Begin
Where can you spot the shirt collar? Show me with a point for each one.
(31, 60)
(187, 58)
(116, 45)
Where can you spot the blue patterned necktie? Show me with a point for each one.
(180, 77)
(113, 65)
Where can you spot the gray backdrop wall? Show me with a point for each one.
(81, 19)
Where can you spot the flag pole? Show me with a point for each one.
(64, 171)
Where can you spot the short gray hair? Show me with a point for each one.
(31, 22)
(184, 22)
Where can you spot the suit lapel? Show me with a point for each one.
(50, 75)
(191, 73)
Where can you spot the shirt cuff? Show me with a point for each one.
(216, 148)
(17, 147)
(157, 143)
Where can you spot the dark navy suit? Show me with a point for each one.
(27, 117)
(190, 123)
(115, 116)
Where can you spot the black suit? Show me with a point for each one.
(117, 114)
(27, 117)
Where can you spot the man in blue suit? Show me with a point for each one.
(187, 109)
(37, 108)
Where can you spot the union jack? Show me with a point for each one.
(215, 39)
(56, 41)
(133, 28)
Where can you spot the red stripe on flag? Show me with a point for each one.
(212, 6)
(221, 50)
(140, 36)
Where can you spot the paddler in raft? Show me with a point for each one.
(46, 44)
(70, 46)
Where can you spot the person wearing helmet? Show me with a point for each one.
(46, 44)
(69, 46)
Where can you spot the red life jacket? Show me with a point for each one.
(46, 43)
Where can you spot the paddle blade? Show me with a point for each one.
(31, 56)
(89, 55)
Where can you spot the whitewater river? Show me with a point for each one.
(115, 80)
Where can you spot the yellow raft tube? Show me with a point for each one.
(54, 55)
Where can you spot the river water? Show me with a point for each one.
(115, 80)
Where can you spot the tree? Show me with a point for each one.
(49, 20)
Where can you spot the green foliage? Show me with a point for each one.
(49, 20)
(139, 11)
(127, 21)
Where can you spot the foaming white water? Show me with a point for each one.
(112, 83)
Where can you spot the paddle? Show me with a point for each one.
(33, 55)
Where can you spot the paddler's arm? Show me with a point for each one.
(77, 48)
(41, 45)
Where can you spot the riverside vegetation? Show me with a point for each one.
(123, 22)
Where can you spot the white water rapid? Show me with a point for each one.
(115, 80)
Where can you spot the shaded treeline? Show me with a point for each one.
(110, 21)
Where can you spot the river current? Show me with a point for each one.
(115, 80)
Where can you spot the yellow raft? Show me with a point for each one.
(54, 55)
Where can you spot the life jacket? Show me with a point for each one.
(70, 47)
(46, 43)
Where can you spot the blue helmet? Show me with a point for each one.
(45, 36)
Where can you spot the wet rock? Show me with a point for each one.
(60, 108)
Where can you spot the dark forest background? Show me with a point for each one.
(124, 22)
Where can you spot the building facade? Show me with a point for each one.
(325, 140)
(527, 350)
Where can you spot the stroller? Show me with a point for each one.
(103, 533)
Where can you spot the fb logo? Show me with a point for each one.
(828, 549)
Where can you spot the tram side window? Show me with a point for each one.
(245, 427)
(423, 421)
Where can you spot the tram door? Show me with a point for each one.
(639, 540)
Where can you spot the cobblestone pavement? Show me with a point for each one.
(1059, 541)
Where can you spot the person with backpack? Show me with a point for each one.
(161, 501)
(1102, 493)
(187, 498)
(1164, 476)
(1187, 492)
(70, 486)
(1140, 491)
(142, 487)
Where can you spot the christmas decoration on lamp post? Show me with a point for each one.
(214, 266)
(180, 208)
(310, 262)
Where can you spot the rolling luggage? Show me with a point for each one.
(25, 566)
End
■ **Instruction**:
Each record above should be restated word for word.

■ **Final answer**:
Where can you spot the shirt collar? Show me with a point for each one.
(31, 60)
(187, 58)
(116, 45)
Where can you spot the blue patterned necktie? Show me with a point for each one.
(180, 77)
(113, 65)
Where can you spot the gray backdrop wall? Show me with a point for each one.
(81, 19)
Where can you spot the flag pole? Show me with a point for each one.
(64, 171)
Where can you spot the short gray hair? Show me with a point for each one.
(31, 22)
(184, 22)
Where can you spot the suit lapel? Show me with a point for each one.
(50, 75)
(191, 73)
Where can you spot the shirt cuff? Show me with a point for each one.
(216, 148)
(17, 147)
(157, 143)
Where can you spot the dark navy suit? Show me with a point for each one.
(27, 117)
(190, 123)
(115, 116)
Where can you spot the black suit? Show me with a point for each one.
(117, 114)
(27, 117)
Where can you spot the man in blue suit? Show me with a point for each one.
(187, 109)
(37, 108)
Where can you spot the union jack? Show me with a point for each one.
(215, 39)
(56, 41)
(133, 28)
Where can you spot the red stripe on flag? Show me with a point for each one.
(212, 6)
(221, 50)
(140, 36)
Where can you spot the paddler in raft? Show me with a point for each one.
(46, 44)
(70, 46)
Where can you spot the person wearing helmet? Show me with a point for each one.
(46, 44)
(69, 46)
Where can you spot the red life jacket? Show me with a point for each one.
(46, 43)
Where can you spot the paddle blade? Show me with a point for each one.
(31, 56)
(89, 55)
Where can you spot the whitewater river? Show me with a point for each one.
(115, 80)
Where can you spot the yellow raft tube? Show me with a point for each one.
(54, 55)
Where can you spot the river water? Show me with a point for each one.
(115, 80)
Where can you spot the tree? Show me with a point for each one.
(49, 20)
Where can you spot the green foliage? Show me with a point for each one.
(49, 20)
(139, 11)
(127, 21)
Where can you spot the foaming white water? Show me with a point for each one.
(112, 83)
Where can you spot the paddle? Show me with a point for each one.
(33, 55)
Where can you spot the paddler's arm? Show me with a point for each one.
(77, 48)
(41, 45)
Where can you spot the riverside vegetation? Show me with a point for each one.
(123, 22)
Where can you spot the white water rapid? Show me with a point for each one.
(115, 80)
Where can you spot the shaded treeline? Show me with a point for each one.
(110, 21)
Where can you spot the river current? Show me with a point for each one.
(115, 80)
Where can you spot the yellow raft? Show me with a point for each one.
(54, 55)
Where can you spot the life jacket? Show me with a point for each one.
(70, 47)
(46, 43)
Where can you spot the blue helmet? Show me with a point for each one.
(45, 36)
Where can you spot the wet rock? Show me with a point for each one.
(60, 108)
Where can you spot the dark forest background? Show me with a point for each one.
(124, 22)
Where can you spot the building facade? Show me with a point for each one.
(325, 140)
(527, 350)
Where can you spot the stroller? Show me with a point for each one.
(103, 533)
Where can you spot the fb logo? Show me with a point for each one.
(828, 549)
Where can you spot the tram side window? Show me with a point for each one.
(245, 427)
(423, 421)
Where can you spot the tram door? Show me with a point for each one.
(639, 540)
Where can you spot the cobblestone pavement? Show me with a point for each one.
(1059, 541)
Where can you spot the person with backpack? Show me with a point for each one.
(161, 501)
(1102, 493)
(187, 498)
(1164, 476)
(1187, 492)
(70, 486)
(1140, 491)
(142, 487)
Where can you spot the christmas decoration on lamp post? Show me with a point for each one.
(214, 266)
(180, 208)
(310, 262)
Where can you spot the rolling luggage? Show me with a point for each one.
(25, 566)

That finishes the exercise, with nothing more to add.